The task: Nothing in the entries may differ when you return them.

Records to use:
BEGIN

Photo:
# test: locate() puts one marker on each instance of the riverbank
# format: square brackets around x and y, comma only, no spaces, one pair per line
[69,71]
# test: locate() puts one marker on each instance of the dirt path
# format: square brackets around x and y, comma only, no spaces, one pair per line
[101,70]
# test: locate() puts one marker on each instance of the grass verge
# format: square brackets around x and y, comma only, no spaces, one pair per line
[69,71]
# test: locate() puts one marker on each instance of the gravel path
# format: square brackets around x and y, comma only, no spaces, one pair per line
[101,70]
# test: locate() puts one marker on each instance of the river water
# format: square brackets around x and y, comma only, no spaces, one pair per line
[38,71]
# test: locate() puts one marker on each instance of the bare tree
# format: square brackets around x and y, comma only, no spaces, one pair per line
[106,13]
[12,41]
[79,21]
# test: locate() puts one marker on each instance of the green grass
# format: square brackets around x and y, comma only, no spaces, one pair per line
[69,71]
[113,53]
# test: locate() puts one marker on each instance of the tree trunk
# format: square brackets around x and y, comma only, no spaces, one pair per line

END

Completed task:
Photo:
# test: locate() puts one marker on each instance of the riverbank
# format: square brackets around x and y, comma only, no spaces, one pair per line
[69,71]
# test: locate() puts one marker on each instance of the dirt path
# format: square brackets around x and y, comma only, no spaces, one pair per line
[101,70]
# test: locate() puts one marker on each instance of the grass verge
# format: square brackets around x and y, comma only, no spaces, one pair per line
[69,71]
# test: locate() puts one marker on each instance of the gravel path
# format: square brackets around x and y, comma only, no spaces, one pair per line
[101,70]
# test: locate() puts one marker on each instance of the river water
# format: square brackets around x and y, comma only, no spaces, one pair per line
[38,71]
# test: locate() puts one marker on each instance of the bare tree
# format: square brackets around x and y, comma only, no spaces, one pair per line
[106,13]
[12,41]
[79,21]
# test: locate() puts one marker on each instance of the green grass
# format: square brackets around x and y, comma only, no spaces, one pair per line
[69,71]
[113,53]
# test: locate() puts one marker on each instance of the tree trunk
# format: square brackets around x and y, comma only, no spaces, one pair per line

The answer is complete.